= Beginning of Section =

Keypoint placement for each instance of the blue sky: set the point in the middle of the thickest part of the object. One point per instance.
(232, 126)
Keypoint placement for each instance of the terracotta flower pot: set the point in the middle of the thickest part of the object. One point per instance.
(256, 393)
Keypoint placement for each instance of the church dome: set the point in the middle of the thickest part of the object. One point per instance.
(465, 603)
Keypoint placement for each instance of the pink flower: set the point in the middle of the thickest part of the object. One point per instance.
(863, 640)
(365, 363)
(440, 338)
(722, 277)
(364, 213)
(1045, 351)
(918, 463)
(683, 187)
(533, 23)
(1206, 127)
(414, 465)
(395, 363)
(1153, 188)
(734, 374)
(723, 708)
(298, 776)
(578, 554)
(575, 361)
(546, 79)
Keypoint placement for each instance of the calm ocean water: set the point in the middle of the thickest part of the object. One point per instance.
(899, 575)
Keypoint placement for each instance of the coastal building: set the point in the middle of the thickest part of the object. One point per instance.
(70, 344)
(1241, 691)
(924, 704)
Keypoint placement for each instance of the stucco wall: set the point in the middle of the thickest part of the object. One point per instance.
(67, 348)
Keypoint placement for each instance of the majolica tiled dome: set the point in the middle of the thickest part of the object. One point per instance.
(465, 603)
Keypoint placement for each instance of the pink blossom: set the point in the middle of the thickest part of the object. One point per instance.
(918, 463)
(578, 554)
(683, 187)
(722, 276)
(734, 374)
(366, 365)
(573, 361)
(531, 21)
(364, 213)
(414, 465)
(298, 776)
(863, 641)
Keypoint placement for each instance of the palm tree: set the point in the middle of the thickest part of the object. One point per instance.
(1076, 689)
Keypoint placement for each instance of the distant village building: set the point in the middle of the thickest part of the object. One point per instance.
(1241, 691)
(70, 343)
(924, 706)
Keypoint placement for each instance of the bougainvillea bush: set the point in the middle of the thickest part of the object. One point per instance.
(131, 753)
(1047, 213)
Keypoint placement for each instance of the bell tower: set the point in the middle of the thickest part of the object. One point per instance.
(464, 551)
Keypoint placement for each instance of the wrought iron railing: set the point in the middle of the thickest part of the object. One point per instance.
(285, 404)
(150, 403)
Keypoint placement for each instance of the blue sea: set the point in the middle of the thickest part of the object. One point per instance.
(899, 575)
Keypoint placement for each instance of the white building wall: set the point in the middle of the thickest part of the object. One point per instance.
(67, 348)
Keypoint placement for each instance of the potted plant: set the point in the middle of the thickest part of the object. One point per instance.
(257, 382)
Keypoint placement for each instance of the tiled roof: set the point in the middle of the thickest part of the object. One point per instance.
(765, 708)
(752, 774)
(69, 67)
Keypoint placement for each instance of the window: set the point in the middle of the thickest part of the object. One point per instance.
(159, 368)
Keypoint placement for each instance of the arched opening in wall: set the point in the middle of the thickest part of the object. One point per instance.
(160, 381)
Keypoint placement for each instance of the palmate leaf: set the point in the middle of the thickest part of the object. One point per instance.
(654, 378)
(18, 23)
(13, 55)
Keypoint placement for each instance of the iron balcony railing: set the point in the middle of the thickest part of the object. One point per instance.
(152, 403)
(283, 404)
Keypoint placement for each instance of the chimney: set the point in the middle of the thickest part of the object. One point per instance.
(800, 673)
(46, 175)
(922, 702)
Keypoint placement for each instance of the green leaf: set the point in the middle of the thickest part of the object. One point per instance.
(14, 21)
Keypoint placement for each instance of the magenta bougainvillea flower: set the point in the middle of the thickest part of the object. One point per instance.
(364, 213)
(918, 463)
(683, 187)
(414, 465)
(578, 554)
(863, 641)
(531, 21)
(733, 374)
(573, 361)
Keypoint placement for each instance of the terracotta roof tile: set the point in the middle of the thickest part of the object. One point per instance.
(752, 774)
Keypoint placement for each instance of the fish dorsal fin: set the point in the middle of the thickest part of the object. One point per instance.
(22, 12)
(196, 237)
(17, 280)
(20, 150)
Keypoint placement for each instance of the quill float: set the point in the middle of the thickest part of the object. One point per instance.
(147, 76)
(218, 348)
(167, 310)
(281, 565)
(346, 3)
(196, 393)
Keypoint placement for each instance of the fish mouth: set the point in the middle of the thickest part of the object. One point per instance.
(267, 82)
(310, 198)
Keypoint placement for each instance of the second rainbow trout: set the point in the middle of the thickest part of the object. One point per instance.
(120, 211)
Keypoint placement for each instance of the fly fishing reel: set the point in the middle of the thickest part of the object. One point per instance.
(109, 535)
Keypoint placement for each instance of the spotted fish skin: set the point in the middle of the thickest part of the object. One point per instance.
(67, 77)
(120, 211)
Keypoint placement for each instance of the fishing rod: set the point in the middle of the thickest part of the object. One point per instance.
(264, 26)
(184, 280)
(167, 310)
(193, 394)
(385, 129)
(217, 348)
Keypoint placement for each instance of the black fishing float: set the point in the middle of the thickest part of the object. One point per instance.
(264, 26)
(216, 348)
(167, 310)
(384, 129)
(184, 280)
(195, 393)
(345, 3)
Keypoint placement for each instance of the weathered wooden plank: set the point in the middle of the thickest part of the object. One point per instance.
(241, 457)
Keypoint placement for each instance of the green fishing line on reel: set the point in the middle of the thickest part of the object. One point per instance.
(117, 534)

= End of Section =

**Task:** The answer must be the complete set of entries, retyped exactly.

**Answer space:**
Keypoint placement for each instance of the blue sky: set the point in the middle of the thickest part of the object. One point per instance.
(232, 126)
Keypoint placement for each instance of the terracotta flower pot: set the point in the middle of the thickest part of the object. One point per instance.
(256, 393)
Keypoint placement for each instance of the church dome: set the point in the middle of the thickest part of the object. One point per instance.
(465, 603)
Keypoint placement for each instance of the pink flower: set the point in the middle of the thickest part of the object. One point per instance.
(863, 640)
(365, 363)
(440, 338)
(722, 277)
(364, 213)
(1045, 351)
(918, 463)
(683, 187)
(533, 23)
(1206, 127)
(414, 465)
(395, 363)
(1153, 188)
(734, 374)
(723, 708)
(298, 776)
(578, 554)
(575, 361)
(546, 79)
Keypoint placement for each instance of the calm ocean water: set the point in the middle of the thickest part of the object. One point per instance.
(899, 575)
Keypoint placement for each instance of the coastal building: set the point in the middle of the thickest part of the object. One point per instance.
(70, 344)
(1241, 691)
(924, 704)
Keypoint placement for each instance of the stucco wall: set the point in the middle of the thickest part of the object. One point per instance.
(67, 348)
Keypoint placement for each instance of the majolica tiled dome: set the point in the middle of the thickest part of the object. One point per instance.
(465, 603)
Keypoint placement for each instance of the pink blossom: set the point in the middle of the thickest part of the object. One point per instance.
(918, 463)
(578, 554)
(683, 187)
(722, 276)
(734, 374)
(366, 365)
(573, 361)
(531, 21)
(364, 213)
(414, 465)
(298, 776)
(863, 641)
Keypoint placement for each instance of the palm tree: set the point in the middle of the thickest part of the object. One point per instance.
(1076, 689)
Keypoint placement for each instance of the distant village building: set the point in the middle of the thickest part of the object. One point per instance.
(1241, 691)
(70, 343)
(924, 706)
Keypoint placement for each instance of the bougainvillea bush: set the point in the middle of the thickest part of the object. One point per instance.
(131, 753)
(1047, 213)
Keypoint placement for each instance of the bell tower: set the point in the middle of the thickest part of the object. One point per instance.
(464, 551)
Keypoint placement for each instance of the wrought iron railing: set the point in the middle of the thickest part of the object. One point per instance.
(285, 404)
(150, 403)
Keypoint placement for each instance of the blue sea: set the point in the middle of the thickest part of the object. One point per instance.
(899, 575)
Keypoint placement for each instance of the white building wall: set the point in the middle of the thickest part of the object. One point per instance.
(67, 348)
Keypoint placement for each instance of the potted plant: set the point in the middle of the thickest part of the object. One point per instance.
(257, 382)
Keypoint placement for each instance of the tiled roof: set the point in the middle of the thickest part of the object. One point per instance.
(765, 708)
(752, 774)
(69, 67)
Keypoint placement for each instance of the window: set the point in the middle of the thickest part of the object. One point per instance.
(159, 368)
Keypoint placement for each instance of the arched opening in wall: set the point in the middle of the thickest part of the object. One point per instance.
(160, 381)
Keypoint placement for each instance of the palmate leaf: set the point in the middle of the thickest part of the object. One point per instance.
(654, 378)
(18, 23)
(13, 55)
Keypoint placement for each instance of the iron balcony railing: set the point in the middle of the thickest part of the object. One point per instance.
(152, 403)
(283, 404)
Keypoint placement for each instance of the chimney: set the point in the middle of the thickest part of the object. One point per instance.
(800, 673)
(46, 175)
(922, 702)
Keypoint placement for each instance of the green leaf: set the point in the middle of the thickest part of the object. One point per instance.
(14, 21)
Keypoint placement for each instance of the magenta bougainvillea flower: set the point in the middle of the thickest part of the object. One point per instance.
(364, 213)
(918, 463)
(683, 187)
(414, 465)
(578, 554)
(863, 641)
(531, 21)
(733, 374)
(573, 361)
Keypoint placement for each instance of the terracotta roof tile: set the point in the middle of the thickest part of the object. One point per instance.
(752, 774)
Keypoint placement for each instance of the fish dorsal fin: set the point in the middle of the thickest part of the object. One point per instance.
(22, 12)
(196, 237)
(17, 280)
(20, 150)
Keypoint placement for each instance of the quill float: set the point in the middle of the thickest part of the object. One point per instance.
(147, 76)
(218, 348)
(167, 310)
(281, 565)
(346, 3)
(196, 393)
Keypoint placement for each instance of the fish mouth: set the point in the middle of the thickest part of the object. One point per instance.
(267, 82)
(310, 198)
Keypoint placement for each instance of the second rainbow trout: set the point in the middle of the thickest part of the object. One point per instance.
(120, 211)
Keypoint placement for each instance of the fly fishing reel: set the point in the middle of the thickest part of the object. One point per instance.
(109, 535)
Keypoint placement for each instance of the spotted fish skin: set the point in the middle of the thickest part of the object. One point per instance.
(67, 77)
(120, 211)
Keypoint placement for each instance of the fishing rod: set the point in the middle of the thickest part of the object. One point per instance.
(264, 26)
(184, 280)
(167, 310)
(193, 394)
(385, 129)
(217, 348)
Keypoint placement for each instance of the black fishing float: set the point in the middle of the thickest part of the object. One point per instance.
(264, 26)
(216, 348)
(167, 310)
(384, 129)
(184, 280)
(195, 393)
(345, 3)
Keypoint placement for each instance of the weathered wooden plank: set the point in the middle of the thickest part of the object. One point per instance.
(241, 457)
Keypoint placement for each instance of the green fishing line on reel: set the point in the middle of the thickest part of the object. One point per instance.
(117, 534)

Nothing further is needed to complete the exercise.